(Source data)

===============

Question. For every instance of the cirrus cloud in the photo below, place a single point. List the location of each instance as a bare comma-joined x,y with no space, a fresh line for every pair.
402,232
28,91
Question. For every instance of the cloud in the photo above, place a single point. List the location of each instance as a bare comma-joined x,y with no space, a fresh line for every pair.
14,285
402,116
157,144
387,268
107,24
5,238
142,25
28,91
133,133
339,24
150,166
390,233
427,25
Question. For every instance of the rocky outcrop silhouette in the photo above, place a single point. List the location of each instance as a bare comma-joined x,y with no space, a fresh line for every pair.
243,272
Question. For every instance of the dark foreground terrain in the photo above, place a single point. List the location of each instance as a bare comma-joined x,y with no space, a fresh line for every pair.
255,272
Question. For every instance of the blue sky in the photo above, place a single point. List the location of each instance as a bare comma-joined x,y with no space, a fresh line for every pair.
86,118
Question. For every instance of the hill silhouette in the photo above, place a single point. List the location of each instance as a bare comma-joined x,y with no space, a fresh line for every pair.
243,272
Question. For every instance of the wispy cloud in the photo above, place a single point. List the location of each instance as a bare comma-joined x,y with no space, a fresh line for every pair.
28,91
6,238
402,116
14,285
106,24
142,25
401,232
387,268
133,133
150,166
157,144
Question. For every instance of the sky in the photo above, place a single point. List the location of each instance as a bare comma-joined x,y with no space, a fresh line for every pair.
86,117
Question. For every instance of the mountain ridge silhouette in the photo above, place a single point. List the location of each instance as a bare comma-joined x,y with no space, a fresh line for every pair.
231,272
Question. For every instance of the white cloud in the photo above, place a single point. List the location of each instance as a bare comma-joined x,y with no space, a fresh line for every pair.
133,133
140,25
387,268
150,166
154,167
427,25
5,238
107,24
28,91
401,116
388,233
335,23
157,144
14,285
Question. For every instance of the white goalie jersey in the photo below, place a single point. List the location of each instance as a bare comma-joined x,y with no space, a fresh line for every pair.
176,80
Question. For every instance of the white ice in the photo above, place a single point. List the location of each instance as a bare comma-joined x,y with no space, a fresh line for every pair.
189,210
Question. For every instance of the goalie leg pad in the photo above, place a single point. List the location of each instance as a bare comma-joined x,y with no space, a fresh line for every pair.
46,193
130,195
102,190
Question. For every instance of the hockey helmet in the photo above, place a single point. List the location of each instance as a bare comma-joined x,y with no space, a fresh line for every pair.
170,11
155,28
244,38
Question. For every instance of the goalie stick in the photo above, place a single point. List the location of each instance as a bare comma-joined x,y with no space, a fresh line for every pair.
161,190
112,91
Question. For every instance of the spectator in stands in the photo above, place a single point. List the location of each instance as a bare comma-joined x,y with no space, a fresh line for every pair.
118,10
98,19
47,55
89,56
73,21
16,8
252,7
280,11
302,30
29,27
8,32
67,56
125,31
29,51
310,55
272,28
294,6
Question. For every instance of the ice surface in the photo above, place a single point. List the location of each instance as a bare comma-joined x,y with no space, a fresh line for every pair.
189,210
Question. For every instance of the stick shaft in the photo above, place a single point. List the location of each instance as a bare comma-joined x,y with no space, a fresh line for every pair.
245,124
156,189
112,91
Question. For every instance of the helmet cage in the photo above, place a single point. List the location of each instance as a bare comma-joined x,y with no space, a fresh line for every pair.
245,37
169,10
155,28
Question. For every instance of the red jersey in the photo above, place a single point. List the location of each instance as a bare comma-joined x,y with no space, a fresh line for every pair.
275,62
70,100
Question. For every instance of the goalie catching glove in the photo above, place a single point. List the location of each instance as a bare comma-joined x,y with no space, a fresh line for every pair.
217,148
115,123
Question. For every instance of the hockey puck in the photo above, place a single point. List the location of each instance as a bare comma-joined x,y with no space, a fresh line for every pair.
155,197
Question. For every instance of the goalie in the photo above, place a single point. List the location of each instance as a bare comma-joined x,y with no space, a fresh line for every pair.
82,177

===============

Assignment :: Restate the data above word for word, please.

Your response ::
Question. For every instance of the cirrus cloud in the photo below, place a single point. List the location of each instance as a bare comma-joined x,y with no space, a fresh line for every pair.
402,232
28,91
Question. For every instance of the cloud in the photo above, place a single point. List the location of each instance as a bare comma-joined x,y with no space, a fresh line for every pair.
14,285
402,116
157,144
387,268
107,24
5,238
142,25
28,91
133,133
339,24
150,166
390,233
427,25
Question. For every instance of the rocky outcrop silhouette in the photo above, place a single point. List the location of each instance as a bare comma-joined x,y with no space, a fresh line for every pair.
243,272
Question. For every instance of the dark foreground terrain in the photo above, place a single point. List the location of each instance as a bare comma-joined x,y with no space, a fresh line for every pair.
255,272
Question. For every instance of the blue sky in the photo above, place a single point. List the location of each instance as a bare comma-joined x,y with no space, a fresh line for every pair.
86,118
Question. For every instance of the hill silhouette in the photo above, place a single point. List the location of each instance as a bare comma-joined x,y with no space, a fresh line for every pair.
243,272
Question. For every instance of the wispy cloud in the photo above, place a single point. List the location of each instance as a bare comma-joined x,y with no space, a fresh line for every pair.
28,91
6,238
402,116
14,285
106,24
142,25
401,232
387,268
133,133
150,166
157,144
Question. For every instance of the sky in the photo above, place a single point. List the location of each instance as a bare comma-joined x,y with no space, a fresh line for every pair.
86,117
Question. For every instance of the mountain ridge silhouette in the photo above, place a single point. List the location of each instance as a bare comma-joined x,y with no space, a fresh line for every pair.
231,272
Question. For every instance of the white cloud in the photo above, place a single point. List the location of each instance as a bare comma-joined x,y with no space, a fresh line for every pair.
133,133
140,25
387,268
150,166
154,167
427,25
5,238
107,24
28,91
401,116
388,233
335,23
157,144
14,285
Question. For every instance of the white goalie jersey in the photo below, place a single point. List the location of each instance as a bare comma-joined x,y with no space, a fresh line for every pair.
176,80
Question. For every instance of the white ice in the photo above, place a single point. List the location of each instance as a bare comma-joined x,y with no space, a fresh line for every pair.
189,210
Question. For every instance of the goalie leg pad in the photo above, place a single point. List the location of each instance as a bare comma-joined x,y with no space, a fresh line for every pair.
46,193
130,195
102,190
Question. For every instance of the hockey helmet in the photo above, place a single point. List the location of each instance as a bare comma-joined x,y with no space, a fresh line for every pair.
170,11
155,28
244,38
Question. For every instance of the goalie stick in the photo above, place a single point. List the location of each instance as a bare comma-joined x,y with no space, a fresh line for every pair.
161,190
112,91
Question. For every instance of the spectator in stands in the photo above, place a single point. List the location of each instance as a bare comma-joined x,y with no space, a fresh line for every pair.
118,10
98,19
47,55
89,56
73,21
16,8
252,7
280,11
302,30
29,27
8,32
67,56
125,31
29,51
310,55
272,28
294,6
Question. For every instance of the ice surface in the photo above, place a single point. List the location of each instance as a bare comma-joined x,y with no space, a fresh line for every pair.
189,210
Question. For every instance of the stick shaft in the photo above, place a single point. List the location of each instance as a bare comma-joined x,y with no space, a fresh line for every pair.
245,124
156,189
112,91
Question. For every instance of the helmet cage in the photo above, place a single point. List the location of each instance as a bare comma-joined x,y with no space, a fresh line for every pair.
245,37
169,10
155,28
Question. For every instance of the red jersey in the photo above, place a single point. List the location of each instance as a bare comma-joined x,y with no space, a fresh line for every pair.
275,62
70,100
Question. For every instance of the goalie catching glove in the photo above, place a single point. List the location of each instance as a bare comma-joined x,y with no space, a fresh line for every pair.
217,148
115,123
Question. For every instance of the hockey puck in the photo above, place a single point. List the location of each instance as a bare comma-joined x,y with no space, a fresh line for every pair.
155,197
Question. For every instance of the goalie in the photo above, place a single point. List the location of each instance as a bare comma-joined x,y with no space, a fresh line for every pair.
82,177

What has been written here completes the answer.